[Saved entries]
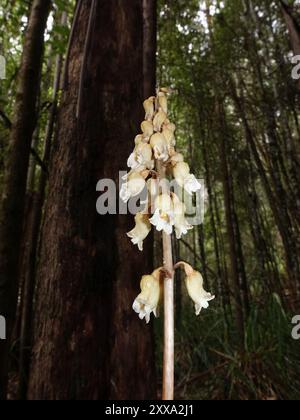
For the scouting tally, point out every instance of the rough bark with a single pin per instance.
(89, 344)
(13, 200)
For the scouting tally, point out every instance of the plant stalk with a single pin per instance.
(168, 361)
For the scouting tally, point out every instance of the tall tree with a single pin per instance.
(88, 342)
(13, 200)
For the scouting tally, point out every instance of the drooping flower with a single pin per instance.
(141, 158)
(138, 139)
(141, 230)
(149, 108)
(160, 147)
(133, 186)
(185, 179)
(181, 224)
(159, 119)
(163, 218)
(194, 285)
(176, 158)
(170, 138)
(147, 129)
(153, 192)
(148, 300)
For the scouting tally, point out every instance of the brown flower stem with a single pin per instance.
(168, 362)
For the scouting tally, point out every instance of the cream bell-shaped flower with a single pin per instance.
(181, 224)
(149, 106)
(133, 186)
(159, 119)
(147, 129)
(160, 147)
(138, 139)
(185, 179)
(141, 157)
(170, 138)
(148, 300)
(176, 158)
(153, 193)
(163, 102)
(163, 218)
(194, 285)
(169, 126)
(141, 230)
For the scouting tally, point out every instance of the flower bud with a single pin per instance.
(160, 147)
(133, 187)
(149, 108)
(163, 102)
(159, 119)
(141, 158)
(185, 179)
(163, 218)
(148, 300)
(147, 129)
(141, 230)
(194, 285)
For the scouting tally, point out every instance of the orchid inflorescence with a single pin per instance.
(156, 146)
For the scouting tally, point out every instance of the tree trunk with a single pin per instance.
(13, 201)
(30, 261)
(150, 46)
(89, 344)
(231, 234)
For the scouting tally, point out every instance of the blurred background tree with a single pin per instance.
(237, 108)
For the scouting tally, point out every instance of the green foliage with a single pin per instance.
(208, 366)
(203, 53)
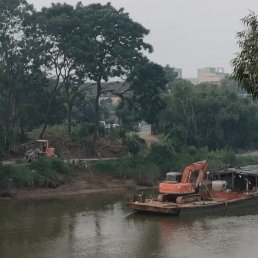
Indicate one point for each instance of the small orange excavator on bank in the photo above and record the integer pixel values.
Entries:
(192, 176)
(42, 149)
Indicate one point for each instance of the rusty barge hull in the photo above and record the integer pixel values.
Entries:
(168, 208)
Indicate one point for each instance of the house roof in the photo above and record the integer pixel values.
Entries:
(246, 170)
(118, 87)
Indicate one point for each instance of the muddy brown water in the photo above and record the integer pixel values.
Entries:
(102, 226)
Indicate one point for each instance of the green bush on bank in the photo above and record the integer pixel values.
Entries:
(163, 158)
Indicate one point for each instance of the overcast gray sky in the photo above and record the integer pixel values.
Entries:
(187, 34)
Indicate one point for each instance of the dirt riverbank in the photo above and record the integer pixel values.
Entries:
(81, 183)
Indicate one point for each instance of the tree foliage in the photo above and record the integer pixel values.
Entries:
(245, 64)
(209, 115)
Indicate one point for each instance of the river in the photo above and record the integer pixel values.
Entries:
(102, 226)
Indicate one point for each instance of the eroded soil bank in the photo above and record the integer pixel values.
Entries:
(81, 183)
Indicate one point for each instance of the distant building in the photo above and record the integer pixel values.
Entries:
(194, 81)
(179, 73)
(211, 75)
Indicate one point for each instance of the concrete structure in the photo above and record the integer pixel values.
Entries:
(211, 75)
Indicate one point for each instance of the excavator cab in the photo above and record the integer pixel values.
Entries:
(192, 176)
(42, 147)
(173, 177)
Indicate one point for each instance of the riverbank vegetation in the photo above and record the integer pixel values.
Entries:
(45, 172)
(53, 78)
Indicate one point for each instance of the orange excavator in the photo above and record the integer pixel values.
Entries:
(192, 176)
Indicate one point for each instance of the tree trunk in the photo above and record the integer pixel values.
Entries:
(10, 118)
(96, 118)
(43, 130)
(70, 107)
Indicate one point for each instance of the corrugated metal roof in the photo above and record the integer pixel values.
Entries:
(245, 170)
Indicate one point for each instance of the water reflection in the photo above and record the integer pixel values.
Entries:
(102, 226)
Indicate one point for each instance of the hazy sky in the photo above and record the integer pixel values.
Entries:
(187, 34)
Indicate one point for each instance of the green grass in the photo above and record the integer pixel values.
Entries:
(163, 158)
(45, 172)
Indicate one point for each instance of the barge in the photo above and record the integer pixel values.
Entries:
(174, 200)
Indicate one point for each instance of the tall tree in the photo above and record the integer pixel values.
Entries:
(245, 64)
(110, 43)
(170, 73)
(147, 83)
(15, 55)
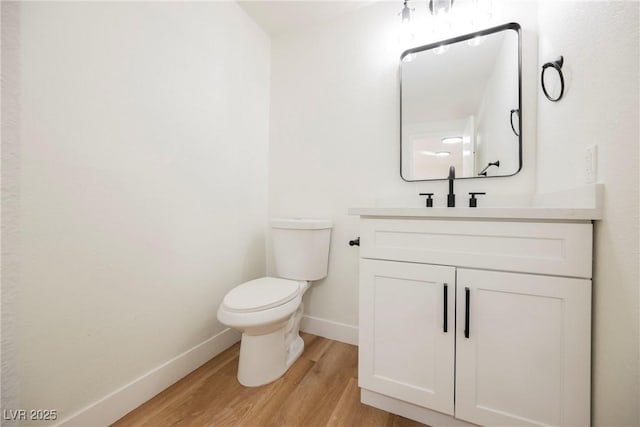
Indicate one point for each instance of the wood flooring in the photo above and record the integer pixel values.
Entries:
(320, 389)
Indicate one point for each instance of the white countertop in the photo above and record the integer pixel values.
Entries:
(558, 214)
(585, 204)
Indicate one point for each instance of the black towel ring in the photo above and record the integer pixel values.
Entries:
(556, 65)
(511, 120)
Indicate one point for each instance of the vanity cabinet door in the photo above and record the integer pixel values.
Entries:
(523, 356)
(407, 333)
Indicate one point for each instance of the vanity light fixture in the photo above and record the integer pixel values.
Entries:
(409, 57)
(406, 13)
(452, 140)
(437, 7)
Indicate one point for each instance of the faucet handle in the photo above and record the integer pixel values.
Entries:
(473, 202)
(429, 201)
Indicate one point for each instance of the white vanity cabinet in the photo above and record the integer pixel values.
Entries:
(476, 321)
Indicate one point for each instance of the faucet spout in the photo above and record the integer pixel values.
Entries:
(451, 197)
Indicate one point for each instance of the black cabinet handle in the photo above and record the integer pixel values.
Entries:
(446, 307)
(467, 303)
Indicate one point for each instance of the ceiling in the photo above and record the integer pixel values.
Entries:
(279, 17)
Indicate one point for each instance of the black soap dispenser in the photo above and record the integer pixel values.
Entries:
(473, 202)
(429, 201)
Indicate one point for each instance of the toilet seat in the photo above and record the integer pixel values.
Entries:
(261, 294)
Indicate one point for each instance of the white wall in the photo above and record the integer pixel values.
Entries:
(9, 270)
(143, 195)
(599, 42)
(334, 137)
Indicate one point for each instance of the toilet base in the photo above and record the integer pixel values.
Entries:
(266, 357)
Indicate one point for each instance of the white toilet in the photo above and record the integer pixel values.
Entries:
(268, 310)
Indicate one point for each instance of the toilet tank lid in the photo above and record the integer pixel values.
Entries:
(301, 223)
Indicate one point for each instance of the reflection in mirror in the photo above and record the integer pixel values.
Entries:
(460, 106)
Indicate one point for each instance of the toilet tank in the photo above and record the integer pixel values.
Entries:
(301, 248)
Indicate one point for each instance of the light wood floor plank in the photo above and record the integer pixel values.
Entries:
(320, 389)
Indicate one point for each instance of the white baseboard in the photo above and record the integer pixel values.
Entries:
(123, 400)
(329, 329)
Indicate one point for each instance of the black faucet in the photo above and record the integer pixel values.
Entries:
(451, 198)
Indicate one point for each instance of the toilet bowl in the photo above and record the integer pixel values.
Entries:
(268, 310)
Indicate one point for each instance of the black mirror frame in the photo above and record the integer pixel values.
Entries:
(510, 26)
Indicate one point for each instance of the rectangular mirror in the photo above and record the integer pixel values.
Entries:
(460, 106)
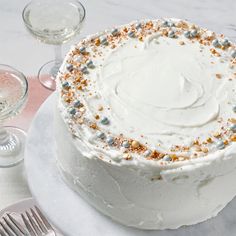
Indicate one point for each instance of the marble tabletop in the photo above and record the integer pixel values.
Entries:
(19, 49)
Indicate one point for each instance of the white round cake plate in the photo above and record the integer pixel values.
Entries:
(70, 213)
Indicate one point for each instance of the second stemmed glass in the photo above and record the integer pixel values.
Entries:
(53, 22)
(13, 95)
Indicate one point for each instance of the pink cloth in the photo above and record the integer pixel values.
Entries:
(37, 94)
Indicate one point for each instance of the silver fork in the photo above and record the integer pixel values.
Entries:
(37, 224)
(10, 227)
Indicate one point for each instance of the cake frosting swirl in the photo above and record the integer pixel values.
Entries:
(157, 97)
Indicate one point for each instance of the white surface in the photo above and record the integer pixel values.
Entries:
(20, 50)
(18, 207)
(74, 216)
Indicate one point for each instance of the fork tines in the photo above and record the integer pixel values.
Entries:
(36, 223)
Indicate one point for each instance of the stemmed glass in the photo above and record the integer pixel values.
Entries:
(13, 95)
(53, 22)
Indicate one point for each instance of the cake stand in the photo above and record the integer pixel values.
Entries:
(69, 212)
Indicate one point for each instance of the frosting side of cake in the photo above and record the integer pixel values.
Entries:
(146, 122)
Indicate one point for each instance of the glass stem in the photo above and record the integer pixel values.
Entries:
(4, 135)
(58, 60)
(58, 53)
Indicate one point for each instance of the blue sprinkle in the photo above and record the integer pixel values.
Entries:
(72, 111)
(126, 144)
(105, 121)
(147, 153)
(90, 64)
(220, 144)
(215, 43)
(131, 34)
(84, 70)
(233, 127)
(66, 85)
(171, 34)
(82, 49)
(167, 158)
(114, 32)
(187, 34)
(70, 68)
(100, 135)
(77, 103)
(165, 23)
(225, 42)
(233, 54)
(110, 140)
(194, 33)
(103, 40)
(138, 26)
(234, 108)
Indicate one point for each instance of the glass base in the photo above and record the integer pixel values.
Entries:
(47, 74)
(12, 149)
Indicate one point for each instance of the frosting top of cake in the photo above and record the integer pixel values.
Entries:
(153, 90)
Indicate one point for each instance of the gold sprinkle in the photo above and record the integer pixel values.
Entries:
(209, 140)
(217, 135)
(226, 142)
(232, 120)
(233, 138)
(135, 144)
(100, 108)
(93, 126)
(127, 156)
(205, 150)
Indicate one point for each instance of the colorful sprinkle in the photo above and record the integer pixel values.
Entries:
(233, 54)
(66, 85)
(110, 140)
(105, 121)
(215, 43)
(103, 40)
(194, 33)
(165, 23)
(147, 153)
(225, 42)
(166, 158)
(72, 111)
(126, 144)
(234, 108)
(135, 144)
(82, 49)
(171, 24)
(100, 134)
(138, 26)
(171, 34)
(77, 103)
(90, 64)
(84, 70)
(220, 144)
(70, 68)
(187, 34)
(114, 32)
(233, 127)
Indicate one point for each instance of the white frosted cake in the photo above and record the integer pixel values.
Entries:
(145, 124)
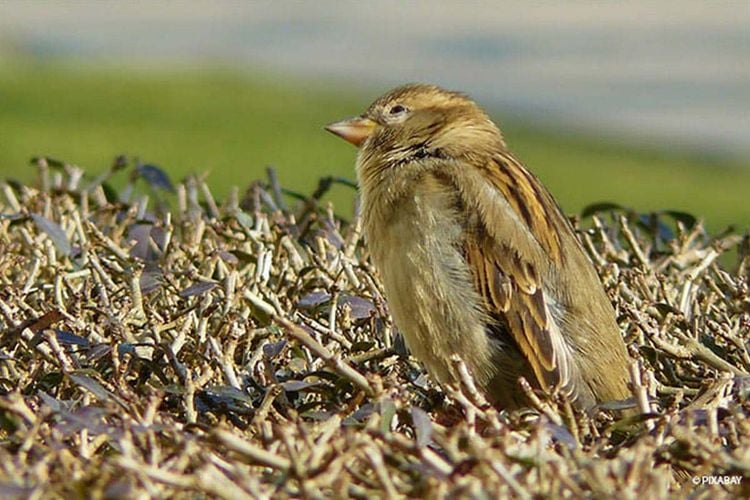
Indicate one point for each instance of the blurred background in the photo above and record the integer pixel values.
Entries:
(645, 104)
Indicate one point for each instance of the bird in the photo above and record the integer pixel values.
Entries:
(475, 255)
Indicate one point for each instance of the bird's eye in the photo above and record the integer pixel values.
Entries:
(397, 110)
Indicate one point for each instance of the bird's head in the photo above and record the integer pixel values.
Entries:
(413, 125)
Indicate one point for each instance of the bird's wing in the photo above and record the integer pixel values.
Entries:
(509, 279)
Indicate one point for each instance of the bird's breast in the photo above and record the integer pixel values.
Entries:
(417, 248)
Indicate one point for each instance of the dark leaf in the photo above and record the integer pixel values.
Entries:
(298, 385)
(151, 280)
(53, 403)
(387, 412)
(313, 299)
(228, 257)
(67, 338)
(272, 349)
(245, 220)
(561, 434)
(55, 233)
(422, 426)
(361, 308)
(91, 385)
(198, 288)
(244, 257)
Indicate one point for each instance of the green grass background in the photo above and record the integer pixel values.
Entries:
(234, 124)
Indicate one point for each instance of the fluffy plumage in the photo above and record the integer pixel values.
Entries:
(476, 256)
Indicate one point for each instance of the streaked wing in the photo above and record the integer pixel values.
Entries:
(510, 284)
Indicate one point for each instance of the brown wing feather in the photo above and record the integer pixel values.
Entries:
(510, 284)
(507, 302)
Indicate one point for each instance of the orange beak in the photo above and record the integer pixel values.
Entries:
(355, 130)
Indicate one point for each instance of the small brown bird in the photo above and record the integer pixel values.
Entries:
(476, 257)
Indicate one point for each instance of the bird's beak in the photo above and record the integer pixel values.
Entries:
(355, 130)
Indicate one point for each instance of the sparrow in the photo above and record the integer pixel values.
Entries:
(475, 255)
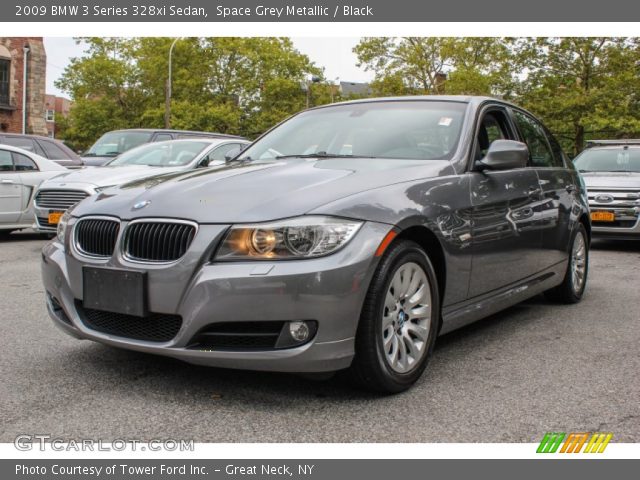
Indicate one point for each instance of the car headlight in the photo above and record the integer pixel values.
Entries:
(100, 189)
(63, 224)
(302, 237)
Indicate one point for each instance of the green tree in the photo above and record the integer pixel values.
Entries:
(229, 85)
(419, 65)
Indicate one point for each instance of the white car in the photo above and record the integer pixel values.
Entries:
(54, 197)
(20, 174)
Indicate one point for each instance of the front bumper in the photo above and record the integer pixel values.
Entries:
(328, 290)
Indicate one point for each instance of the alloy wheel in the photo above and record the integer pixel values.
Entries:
(406, 317)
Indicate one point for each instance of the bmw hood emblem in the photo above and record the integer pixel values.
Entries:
(142, 204)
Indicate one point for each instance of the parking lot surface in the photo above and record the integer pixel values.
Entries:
(534, 368)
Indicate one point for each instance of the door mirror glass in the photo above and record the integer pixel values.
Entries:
(505, 155)
(233, 153)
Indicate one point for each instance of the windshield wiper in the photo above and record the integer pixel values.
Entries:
(323, 155)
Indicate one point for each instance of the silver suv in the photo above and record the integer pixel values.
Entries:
(611, 171)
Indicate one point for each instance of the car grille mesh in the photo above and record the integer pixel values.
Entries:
(156, 327)
(623, 203)
(97, 237)
(59, 199)
(238, 336)
(158, 241)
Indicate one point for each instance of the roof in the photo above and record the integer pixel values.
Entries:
(355, 88)
(613, 143)
(30, 135)
(477, 100)
(169, 130)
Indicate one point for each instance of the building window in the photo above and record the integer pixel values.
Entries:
(5, 69)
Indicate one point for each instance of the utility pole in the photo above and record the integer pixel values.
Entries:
(167, 97)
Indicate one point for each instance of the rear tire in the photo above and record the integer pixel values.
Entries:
(574, 283)
(399, 321)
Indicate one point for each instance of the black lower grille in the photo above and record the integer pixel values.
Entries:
(158, 241)
(57, 309)
(238, 336)
(44, 222)
(97, 236)
(156, 327)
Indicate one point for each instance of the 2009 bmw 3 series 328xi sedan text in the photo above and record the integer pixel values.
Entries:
(348, 237)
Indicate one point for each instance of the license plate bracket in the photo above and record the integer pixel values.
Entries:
(116, 291)
(603, 216)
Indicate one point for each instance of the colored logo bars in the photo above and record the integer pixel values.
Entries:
(573, 442)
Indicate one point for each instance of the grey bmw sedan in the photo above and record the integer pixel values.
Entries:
(348, 237)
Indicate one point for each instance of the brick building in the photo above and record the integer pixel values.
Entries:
(54, 108)
(13, 114)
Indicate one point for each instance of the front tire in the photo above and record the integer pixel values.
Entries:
(574, 283)
(399, 321)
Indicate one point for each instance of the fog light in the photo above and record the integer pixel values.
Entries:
(299, 331)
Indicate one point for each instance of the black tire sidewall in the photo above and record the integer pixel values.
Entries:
(568, 279)
(397, 255)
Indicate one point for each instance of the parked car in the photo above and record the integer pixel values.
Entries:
(54, 197)
(20, 174)
(112, 144)
(46, 147)
(611, 171)
(348, 237)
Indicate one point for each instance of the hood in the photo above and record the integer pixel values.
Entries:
(107, 176)
(611, 179)
(95, 161)
(256, 191)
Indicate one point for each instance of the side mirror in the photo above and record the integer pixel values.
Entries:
(505, 155)
(233, 153)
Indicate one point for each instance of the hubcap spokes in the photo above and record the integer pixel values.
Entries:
(578, 262)
(406, 317)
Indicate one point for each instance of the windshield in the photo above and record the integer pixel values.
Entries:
(162, 154)
(422, 130)
(114, 143)
(609, 160)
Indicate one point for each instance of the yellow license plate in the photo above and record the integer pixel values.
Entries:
(54, 217)
(603, 216)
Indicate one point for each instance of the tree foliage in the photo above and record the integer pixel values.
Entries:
(229, 85)
(580, 87)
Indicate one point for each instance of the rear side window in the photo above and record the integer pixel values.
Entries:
(6, 162)
(24, 143)
(540, 153)
(24, 163)
(52, 151)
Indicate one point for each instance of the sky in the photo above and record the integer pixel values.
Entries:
(335, 54)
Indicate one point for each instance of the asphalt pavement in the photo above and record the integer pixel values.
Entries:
(534, 368)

**YOUR TASK:** Where does "water" occur in the data? Copy each line that has it.

**EXERCISE RESPONSE:**
Indicate one point for each instance of the muddy brown water in the photo above and record the integer pixel values.
Indicate one point for each instance of the water reflection in the photo above and record the integer pixel values.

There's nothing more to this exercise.